[WHAT YOU SHOULD DO] Give the records below as a Markdown table with the columns Number and Record line, one row per nonblank line. Leave the pictures out.

[DATA LINES]
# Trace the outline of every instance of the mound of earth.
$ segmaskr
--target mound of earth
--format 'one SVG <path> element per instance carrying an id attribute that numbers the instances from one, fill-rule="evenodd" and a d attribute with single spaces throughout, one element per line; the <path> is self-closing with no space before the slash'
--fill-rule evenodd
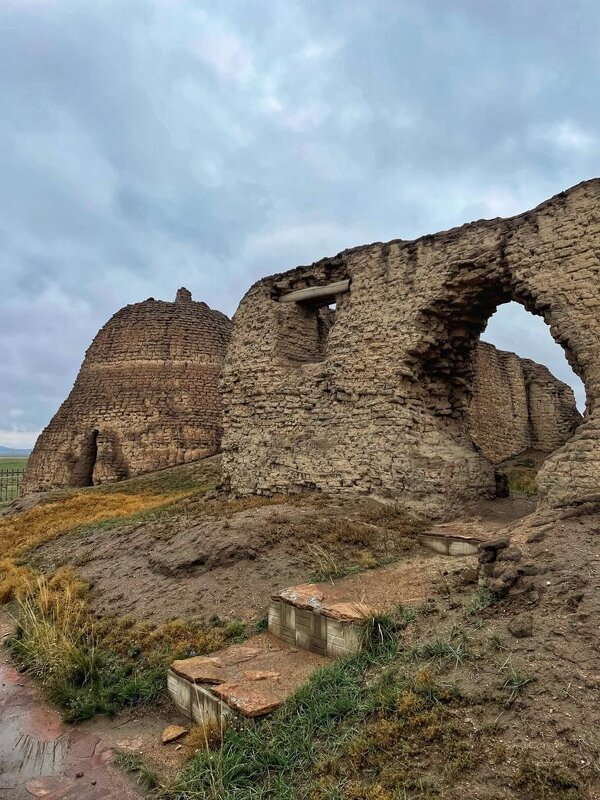
<path id="1" fill-rule="evenodd" d="M 191 477 L 191 467 L 175 468 L 83 491 L 156 493 L 172 491 L 178 480 L 188 489 L 207 480 L 215 485 L 219 464 L 216 457 L 198 462 Z M 505 498 L 463 517 L 471 529 L 495 530 L 532 508 L 527 499 Z M 76 527 L 34 548 L 27 560 L 43 571 L 72 565 L 90 583 L 100 615 L 250 621 L 264 614 L 274 591 L 307 579 L 335 579 L 416 553 L 436 572 L 433 554 L 417 542 L 424 525 L 402 508 L 369 499 L 232 500 L 201 491 L 141 520 Z"/>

[ANSWER FOR THE TASK]
| Number | Record line |
|---|---|
| 1 | # Trace the outline of every instance of the mound of earth. |
| 2 | $ segmaskr |
| 3 | --target mound of earth |
| 4 | --format 'one SVG <path> element per instance carrying an id attribute that numbers the instances from one, fill-rule="evenodd" and a d attribute with single spaces throughout, one element per line; the <path> is self-closing with no space before the slash' |
| 5 | --fill-rule evenodd |
| 6 | <path id="1" fill-rule="evenodd" d="M 191 477 L 191 467 L 175 468 L 83 491 L 156 493 L 172 491 L 178 480 L 188 489 L 207 480 L 215 485 L 219 464 L 216 457 L 198 462 Z M 505 498 L 463 517 L 471 529 L 495 530 L 532 508 L 527 499 Z M 76 527 L 34 548 L 27 560 L 43 571 L 72 565 L 90 583 L 100 615 L 250 621 L 264 614 L 274 591 L 307 579 L 335 579 L 416 553 L 436 572 L 433 554 L 417 542 L 424 525 L 402 508 L 369 499 L 232 500 L 201 491 L 141 520 Z"/> |